═════ SELECTED EXCERPT ═════

SAN FRANCISCO – Researchers will have rare opportunities over the next year to study solar flares and coronal mass ejections, observations that could lead to improved space weather forecasts.
During the April 8, 2024, total solar eclipse, NASA will gather data on the sun’s corona from instruments mounted on satellites, aircraft and sounding rockets.
“The moon is a perfect coronagraph,” Kelly Korreck, NASA eclipse program manager, said Dec. 11 at the American Geophysical Union conferenced here.
NASA researchers will compare computer models of the sun’s corona with imagery gathered during the eclipse from NASA’s Parker Solar Probe and the European Space Agency-NASA Solar Orbiter.
The various perspectives will give researchers a “3D understanding of the corona as well because you can triangulate a lot of different structures that we see from Earth and in another direction from the Solar Orbiter,” said Amir Caspi, Southwest Research Institute principal scientist.
In addition, NASA will gather multispectral coronal imagery from instruments sent aloft on a pair of WB-57F jets. And sounding rockets launched from Wallops Island, Virginia, will eject magnetometers, accelerometers and other instruments to monitor the ionosphere.

═════

## WRITTEN REQUEST 1:
Can you quote the eclipse article word for word, everything from "SAN FRANCISCO –" down to "and sounding rockets."?

═════ DATA IN THIS EXERCISE ═════

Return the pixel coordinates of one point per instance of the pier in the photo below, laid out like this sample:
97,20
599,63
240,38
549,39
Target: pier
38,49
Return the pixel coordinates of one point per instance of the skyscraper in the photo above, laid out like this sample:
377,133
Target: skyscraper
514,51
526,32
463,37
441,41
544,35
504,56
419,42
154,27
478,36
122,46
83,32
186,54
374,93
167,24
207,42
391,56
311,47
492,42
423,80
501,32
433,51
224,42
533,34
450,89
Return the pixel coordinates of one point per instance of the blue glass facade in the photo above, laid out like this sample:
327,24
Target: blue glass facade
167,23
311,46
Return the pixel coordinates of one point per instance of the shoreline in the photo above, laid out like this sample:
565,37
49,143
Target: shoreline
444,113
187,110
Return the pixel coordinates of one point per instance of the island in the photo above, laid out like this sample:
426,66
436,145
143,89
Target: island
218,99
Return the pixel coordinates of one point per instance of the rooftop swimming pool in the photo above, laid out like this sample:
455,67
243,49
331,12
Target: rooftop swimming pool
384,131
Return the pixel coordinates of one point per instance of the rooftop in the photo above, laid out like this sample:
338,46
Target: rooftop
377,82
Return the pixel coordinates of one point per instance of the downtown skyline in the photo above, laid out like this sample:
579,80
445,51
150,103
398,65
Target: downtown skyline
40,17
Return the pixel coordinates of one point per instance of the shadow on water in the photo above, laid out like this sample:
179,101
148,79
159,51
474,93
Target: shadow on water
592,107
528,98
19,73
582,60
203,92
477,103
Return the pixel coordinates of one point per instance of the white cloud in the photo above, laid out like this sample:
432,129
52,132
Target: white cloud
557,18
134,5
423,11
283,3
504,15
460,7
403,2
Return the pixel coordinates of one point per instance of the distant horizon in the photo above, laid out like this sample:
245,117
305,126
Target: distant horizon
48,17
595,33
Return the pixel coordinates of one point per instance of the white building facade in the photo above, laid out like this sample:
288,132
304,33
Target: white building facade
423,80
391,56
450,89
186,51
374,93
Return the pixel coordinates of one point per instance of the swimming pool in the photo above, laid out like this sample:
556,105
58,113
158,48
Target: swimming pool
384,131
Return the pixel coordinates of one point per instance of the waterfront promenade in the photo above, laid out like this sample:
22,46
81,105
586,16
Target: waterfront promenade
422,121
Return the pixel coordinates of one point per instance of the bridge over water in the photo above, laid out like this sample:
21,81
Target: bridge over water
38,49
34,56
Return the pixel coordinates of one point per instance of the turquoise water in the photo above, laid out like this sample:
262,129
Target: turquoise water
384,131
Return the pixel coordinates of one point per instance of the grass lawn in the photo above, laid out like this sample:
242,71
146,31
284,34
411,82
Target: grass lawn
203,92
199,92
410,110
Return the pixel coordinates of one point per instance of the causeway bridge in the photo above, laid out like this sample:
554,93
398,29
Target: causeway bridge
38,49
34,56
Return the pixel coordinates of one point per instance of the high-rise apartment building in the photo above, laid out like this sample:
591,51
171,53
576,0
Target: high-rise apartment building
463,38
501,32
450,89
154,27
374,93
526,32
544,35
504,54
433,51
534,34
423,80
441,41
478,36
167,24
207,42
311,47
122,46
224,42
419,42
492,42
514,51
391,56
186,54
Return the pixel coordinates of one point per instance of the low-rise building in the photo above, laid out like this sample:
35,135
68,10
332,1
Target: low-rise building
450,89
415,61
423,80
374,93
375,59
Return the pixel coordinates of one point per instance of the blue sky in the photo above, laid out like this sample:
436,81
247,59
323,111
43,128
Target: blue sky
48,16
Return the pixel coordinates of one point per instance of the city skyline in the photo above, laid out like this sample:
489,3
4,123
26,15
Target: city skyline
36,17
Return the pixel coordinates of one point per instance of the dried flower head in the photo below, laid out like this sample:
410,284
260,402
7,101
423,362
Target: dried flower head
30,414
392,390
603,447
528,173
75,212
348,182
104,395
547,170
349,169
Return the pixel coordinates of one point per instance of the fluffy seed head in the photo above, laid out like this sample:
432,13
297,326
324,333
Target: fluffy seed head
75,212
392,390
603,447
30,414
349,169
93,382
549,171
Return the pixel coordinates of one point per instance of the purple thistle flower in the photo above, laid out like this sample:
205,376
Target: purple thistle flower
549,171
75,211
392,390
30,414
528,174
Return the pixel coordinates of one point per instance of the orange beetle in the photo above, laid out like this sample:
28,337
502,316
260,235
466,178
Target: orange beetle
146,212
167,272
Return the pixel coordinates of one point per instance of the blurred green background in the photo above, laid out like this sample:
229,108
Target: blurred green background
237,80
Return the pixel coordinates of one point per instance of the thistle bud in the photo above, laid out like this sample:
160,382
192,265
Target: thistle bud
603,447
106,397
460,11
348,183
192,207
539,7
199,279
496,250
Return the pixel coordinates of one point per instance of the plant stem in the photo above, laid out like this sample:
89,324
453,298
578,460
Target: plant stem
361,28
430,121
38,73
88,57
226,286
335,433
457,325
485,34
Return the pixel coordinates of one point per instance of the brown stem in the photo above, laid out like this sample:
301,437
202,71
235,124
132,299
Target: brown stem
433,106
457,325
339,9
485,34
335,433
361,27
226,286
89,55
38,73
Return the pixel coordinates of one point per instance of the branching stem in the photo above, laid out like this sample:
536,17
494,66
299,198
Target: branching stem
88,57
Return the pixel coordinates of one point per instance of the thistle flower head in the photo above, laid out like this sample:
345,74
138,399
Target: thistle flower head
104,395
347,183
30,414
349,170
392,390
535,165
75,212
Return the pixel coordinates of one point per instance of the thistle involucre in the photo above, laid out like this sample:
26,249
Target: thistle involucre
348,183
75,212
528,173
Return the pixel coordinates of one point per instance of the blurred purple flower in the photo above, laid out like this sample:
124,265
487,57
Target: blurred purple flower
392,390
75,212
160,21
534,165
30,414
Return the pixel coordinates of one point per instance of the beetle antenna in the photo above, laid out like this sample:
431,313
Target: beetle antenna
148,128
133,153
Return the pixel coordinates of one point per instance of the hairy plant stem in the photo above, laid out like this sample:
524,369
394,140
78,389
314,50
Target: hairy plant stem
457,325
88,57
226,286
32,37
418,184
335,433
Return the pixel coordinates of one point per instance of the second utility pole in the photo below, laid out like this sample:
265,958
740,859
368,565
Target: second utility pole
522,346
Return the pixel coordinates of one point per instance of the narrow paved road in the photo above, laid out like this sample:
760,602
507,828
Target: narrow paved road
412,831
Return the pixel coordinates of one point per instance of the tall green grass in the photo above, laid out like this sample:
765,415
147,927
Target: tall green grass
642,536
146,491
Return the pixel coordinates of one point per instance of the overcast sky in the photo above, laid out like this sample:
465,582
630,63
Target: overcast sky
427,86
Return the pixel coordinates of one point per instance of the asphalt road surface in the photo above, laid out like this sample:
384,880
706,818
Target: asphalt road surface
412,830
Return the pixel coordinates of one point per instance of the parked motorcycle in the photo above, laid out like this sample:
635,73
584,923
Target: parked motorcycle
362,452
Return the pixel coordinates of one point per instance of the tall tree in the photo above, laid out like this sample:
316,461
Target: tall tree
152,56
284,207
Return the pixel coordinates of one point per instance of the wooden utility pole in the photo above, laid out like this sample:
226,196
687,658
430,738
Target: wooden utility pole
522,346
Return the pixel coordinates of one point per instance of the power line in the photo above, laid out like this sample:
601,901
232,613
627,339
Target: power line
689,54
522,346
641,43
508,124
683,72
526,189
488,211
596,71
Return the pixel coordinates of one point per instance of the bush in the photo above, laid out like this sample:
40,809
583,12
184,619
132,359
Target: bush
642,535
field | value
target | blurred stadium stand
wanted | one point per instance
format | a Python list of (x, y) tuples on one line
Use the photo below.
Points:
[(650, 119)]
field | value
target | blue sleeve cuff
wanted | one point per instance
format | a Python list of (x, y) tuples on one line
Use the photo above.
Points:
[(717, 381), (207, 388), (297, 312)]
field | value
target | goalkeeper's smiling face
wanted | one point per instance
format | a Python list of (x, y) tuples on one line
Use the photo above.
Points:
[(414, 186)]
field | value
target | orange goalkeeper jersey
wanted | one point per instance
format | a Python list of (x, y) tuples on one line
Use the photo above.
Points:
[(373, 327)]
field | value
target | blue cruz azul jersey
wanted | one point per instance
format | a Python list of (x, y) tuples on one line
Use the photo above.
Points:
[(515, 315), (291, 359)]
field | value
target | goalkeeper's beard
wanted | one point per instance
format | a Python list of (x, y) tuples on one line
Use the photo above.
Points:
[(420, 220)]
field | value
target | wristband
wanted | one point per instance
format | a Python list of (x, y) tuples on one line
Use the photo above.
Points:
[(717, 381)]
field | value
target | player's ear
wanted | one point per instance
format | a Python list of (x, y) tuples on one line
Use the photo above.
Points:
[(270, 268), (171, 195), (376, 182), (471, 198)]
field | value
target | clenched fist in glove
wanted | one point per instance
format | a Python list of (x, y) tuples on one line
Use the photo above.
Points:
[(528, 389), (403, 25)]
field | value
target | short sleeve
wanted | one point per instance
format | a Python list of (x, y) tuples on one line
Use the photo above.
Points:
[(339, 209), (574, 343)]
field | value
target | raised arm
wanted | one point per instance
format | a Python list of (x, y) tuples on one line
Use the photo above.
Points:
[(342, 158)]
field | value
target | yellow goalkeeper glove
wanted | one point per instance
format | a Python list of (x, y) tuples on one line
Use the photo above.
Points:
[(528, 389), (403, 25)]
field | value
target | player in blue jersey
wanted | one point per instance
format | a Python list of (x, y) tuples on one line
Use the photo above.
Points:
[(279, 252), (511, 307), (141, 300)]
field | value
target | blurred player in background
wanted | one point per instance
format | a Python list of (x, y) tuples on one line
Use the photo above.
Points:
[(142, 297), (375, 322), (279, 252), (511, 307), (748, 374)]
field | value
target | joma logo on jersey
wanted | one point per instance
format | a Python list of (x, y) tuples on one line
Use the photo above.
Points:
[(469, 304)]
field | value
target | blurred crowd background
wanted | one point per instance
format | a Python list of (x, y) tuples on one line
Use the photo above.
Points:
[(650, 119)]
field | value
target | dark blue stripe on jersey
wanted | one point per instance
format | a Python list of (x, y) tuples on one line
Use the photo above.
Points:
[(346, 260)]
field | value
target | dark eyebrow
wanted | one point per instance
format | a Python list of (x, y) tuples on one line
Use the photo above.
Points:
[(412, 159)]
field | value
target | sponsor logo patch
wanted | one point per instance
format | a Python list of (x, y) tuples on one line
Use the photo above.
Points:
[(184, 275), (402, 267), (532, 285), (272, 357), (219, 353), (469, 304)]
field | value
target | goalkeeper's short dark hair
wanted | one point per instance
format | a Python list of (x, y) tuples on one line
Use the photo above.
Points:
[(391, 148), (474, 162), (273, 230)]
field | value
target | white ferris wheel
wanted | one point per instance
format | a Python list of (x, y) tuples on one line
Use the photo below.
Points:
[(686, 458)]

═════

## WRITTEN REQUEST 2:
Which lines in the records contain the string "grass"? Copy each of those lines in full.

## EXPECTED OUTPUT 1:
SAN FRANCISCO – Researchers will have rare opportunities over the next year to study solar flares and coronal mass ejections, observations that could lead to improved space weather forecasts.
During the April 8, 2024, total solar eclipse, NASA will gather data on the sun’s corona from instruments mounted on satellites, aircraft and sounding rockets.

## EXPECTED OUTPUT 2:
Return the pixel coordinates of one point per instance of the grass lawn in the photo above, laid out like this sample:
Target: grass lawn
Return the pixel coordinates of one point per instance of the tall green grass in the photo above, laid out like this sample:
Target: tall green grass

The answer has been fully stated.